(Region pointing data)
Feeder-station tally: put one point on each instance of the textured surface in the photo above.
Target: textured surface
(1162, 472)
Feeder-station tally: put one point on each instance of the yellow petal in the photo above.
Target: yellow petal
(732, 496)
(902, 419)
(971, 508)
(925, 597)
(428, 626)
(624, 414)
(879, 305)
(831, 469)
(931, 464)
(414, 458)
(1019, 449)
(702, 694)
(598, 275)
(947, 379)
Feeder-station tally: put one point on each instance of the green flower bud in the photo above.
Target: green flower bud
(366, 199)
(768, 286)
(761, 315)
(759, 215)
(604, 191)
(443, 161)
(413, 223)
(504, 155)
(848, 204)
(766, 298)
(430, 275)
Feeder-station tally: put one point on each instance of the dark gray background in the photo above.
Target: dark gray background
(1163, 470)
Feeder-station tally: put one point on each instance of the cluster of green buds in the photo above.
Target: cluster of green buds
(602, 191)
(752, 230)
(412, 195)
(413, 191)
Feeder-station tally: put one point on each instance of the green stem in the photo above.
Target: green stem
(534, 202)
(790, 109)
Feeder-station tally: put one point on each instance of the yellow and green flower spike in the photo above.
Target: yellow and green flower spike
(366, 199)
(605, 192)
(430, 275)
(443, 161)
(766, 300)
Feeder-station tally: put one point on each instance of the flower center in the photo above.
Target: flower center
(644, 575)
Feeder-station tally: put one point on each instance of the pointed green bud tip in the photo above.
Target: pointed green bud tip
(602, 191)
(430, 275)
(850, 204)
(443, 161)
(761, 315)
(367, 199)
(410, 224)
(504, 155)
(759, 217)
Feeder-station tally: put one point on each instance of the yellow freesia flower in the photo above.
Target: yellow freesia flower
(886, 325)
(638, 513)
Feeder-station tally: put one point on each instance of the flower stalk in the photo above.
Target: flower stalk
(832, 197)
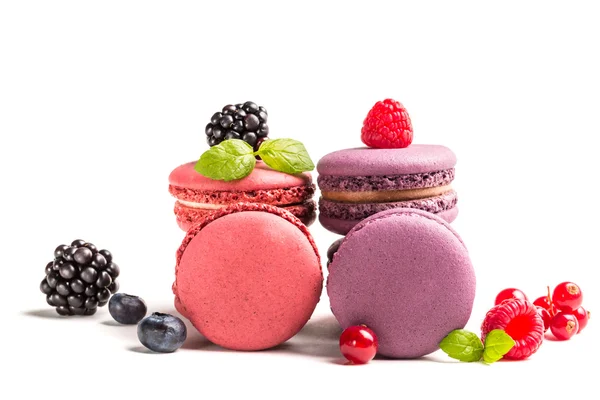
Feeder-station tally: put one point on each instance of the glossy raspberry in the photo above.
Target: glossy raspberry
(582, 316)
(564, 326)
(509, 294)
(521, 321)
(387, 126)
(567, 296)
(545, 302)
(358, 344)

--

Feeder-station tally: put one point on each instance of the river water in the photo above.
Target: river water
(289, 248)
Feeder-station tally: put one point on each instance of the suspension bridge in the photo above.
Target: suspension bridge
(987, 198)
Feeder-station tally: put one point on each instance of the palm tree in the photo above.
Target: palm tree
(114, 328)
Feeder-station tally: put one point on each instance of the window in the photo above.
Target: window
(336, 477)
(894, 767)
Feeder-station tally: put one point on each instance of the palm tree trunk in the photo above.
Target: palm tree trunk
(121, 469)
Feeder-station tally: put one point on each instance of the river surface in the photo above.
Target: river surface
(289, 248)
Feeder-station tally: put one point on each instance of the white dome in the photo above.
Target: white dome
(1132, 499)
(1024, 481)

--

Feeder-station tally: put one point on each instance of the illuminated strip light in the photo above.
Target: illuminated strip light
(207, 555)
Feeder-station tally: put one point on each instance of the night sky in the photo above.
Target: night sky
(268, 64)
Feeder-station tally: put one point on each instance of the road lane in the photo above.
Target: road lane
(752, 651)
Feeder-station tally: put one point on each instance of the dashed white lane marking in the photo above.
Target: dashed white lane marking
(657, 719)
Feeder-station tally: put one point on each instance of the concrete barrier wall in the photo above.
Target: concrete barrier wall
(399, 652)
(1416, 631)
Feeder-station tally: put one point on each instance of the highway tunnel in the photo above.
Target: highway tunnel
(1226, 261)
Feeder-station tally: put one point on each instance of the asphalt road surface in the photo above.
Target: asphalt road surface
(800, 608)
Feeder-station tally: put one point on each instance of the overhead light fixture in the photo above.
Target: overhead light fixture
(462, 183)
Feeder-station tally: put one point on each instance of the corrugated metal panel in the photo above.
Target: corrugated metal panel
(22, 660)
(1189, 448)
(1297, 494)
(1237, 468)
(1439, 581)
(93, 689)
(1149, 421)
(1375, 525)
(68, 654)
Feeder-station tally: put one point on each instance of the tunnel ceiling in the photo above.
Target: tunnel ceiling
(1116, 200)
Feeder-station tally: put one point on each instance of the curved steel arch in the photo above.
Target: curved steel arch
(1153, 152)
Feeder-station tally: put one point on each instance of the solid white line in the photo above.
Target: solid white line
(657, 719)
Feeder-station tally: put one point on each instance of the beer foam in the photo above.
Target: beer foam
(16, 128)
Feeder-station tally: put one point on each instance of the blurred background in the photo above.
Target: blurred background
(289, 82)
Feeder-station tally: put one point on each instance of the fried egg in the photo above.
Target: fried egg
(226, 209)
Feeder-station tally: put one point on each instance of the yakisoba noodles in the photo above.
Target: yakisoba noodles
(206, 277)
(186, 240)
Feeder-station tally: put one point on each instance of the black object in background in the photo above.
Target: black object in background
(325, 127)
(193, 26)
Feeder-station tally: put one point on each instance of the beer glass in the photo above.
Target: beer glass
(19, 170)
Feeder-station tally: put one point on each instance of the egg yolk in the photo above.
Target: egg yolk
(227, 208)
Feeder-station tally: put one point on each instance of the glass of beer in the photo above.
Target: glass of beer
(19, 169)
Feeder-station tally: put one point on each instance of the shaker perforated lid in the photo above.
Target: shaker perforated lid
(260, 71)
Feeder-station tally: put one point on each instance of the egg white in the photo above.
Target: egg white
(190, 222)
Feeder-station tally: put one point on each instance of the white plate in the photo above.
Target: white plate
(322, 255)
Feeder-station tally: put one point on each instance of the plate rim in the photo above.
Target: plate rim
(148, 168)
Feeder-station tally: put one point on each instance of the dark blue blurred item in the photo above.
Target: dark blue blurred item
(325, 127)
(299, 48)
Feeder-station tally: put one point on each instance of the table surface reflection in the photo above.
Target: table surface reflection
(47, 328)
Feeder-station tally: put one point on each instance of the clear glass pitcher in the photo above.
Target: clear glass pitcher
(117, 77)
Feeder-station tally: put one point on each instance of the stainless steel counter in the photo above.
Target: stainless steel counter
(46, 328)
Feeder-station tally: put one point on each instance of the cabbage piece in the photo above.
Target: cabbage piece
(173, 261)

— Task brief —
What are the lines above from the one with "flower in the photo above." to the one with "raspberry in the photo above.", both included? Reproduce them exactly, without pictures.

— Solution —
Feeder-station tally: put one point on each instance of the yellow freesia flower in the photo above.
Target: yellow freesia flower
(886, 325)
(638, 513)
Feeder-station tally: put one point on each instance of the flower stalk in the photo above.
Target: flower stalk
(832, 197)
Feeder-station tally: put one point on each instance of the glossy raspberry in the photo above.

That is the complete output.